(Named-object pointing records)
___
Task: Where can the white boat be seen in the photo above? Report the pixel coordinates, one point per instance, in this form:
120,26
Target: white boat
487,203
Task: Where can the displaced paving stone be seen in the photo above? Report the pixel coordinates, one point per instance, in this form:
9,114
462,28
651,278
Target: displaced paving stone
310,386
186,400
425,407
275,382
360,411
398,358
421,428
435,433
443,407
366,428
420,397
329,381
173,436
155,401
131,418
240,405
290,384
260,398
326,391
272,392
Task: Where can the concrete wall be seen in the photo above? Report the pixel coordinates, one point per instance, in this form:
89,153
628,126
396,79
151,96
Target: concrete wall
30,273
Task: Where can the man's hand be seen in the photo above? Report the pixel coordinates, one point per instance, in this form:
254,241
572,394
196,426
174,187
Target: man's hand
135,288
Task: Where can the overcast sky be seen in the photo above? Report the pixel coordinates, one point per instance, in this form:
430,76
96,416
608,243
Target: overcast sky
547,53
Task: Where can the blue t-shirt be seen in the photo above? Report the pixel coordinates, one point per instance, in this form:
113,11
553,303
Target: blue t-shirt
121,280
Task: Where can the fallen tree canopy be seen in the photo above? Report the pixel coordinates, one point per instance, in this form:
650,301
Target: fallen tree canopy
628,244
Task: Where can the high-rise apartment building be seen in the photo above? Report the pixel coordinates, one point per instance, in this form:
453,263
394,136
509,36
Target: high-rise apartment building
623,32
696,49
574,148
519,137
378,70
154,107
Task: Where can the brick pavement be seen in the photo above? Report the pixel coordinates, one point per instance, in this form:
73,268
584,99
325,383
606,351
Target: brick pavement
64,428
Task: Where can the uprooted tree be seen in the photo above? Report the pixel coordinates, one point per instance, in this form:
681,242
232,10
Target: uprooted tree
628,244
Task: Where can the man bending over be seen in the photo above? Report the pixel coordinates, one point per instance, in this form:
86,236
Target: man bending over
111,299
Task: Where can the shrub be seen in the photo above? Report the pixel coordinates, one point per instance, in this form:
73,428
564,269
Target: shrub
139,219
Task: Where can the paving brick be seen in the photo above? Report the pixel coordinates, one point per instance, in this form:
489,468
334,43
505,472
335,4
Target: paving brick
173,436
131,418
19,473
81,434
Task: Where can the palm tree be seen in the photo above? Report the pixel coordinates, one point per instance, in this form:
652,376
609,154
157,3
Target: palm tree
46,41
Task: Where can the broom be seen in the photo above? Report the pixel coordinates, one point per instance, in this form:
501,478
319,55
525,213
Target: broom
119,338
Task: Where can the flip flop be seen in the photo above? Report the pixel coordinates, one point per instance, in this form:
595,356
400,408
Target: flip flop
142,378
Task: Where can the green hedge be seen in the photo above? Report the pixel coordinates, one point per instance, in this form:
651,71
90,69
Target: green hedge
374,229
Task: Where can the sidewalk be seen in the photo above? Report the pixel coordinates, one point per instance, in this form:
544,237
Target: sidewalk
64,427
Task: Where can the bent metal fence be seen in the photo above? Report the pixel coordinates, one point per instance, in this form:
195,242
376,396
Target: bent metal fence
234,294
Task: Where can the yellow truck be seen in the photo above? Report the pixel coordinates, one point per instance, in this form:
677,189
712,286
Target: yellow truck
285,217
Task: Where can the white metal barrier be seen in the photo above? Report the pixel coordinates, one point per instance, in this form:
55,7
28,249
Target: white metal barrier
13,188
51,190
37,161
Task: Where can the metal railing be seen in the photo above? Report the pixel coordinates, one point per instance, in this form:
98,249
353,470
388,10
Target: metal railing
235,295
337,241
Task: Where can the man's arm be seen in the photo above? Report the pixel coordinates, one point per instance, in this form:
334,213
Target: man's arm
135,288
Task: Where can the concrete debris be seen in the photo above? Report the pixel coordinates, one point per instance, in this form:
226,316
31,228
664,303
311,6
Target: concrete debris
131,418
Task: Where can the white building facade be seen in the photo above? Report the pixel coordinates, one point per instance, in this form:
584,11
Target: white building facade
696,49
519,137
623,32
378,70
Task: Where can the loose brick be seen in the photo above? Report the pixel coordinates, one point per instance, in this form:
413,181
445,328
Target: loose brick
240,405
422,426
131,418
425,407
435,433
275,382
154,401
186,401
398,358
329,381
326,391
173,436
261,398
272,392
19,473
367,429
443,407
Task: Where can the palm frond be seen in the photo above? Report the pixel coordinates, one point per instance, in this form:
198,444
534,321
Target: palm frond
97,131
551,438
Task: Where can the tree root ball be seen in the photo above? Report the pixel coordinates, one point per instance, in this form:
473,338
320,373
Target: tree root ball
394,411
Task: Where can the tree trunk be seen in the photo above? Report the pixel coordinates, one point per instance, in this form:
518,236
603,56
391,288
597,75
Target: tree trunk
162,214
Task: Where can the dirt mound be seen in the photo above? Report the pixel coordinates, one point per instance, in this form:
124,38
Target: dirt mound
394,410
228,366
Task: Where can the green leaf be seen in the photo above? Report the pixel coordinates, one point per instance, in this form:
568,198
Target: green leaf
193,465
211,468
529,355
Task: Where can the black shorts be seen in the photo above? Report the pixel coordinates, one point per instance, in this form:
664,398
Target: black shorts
___
• **To be done**:
Rewrite the data from the line containing "Task: Where can the black" through the end of the data as a numbered list, omitting any blank lines.

• **Response to this exercise**:
1. Task: Where can the black shorts be seen in the photo above? Report the pixel coordinates, one point per instance, in this form:
2. 664,398
3. Target: black shorts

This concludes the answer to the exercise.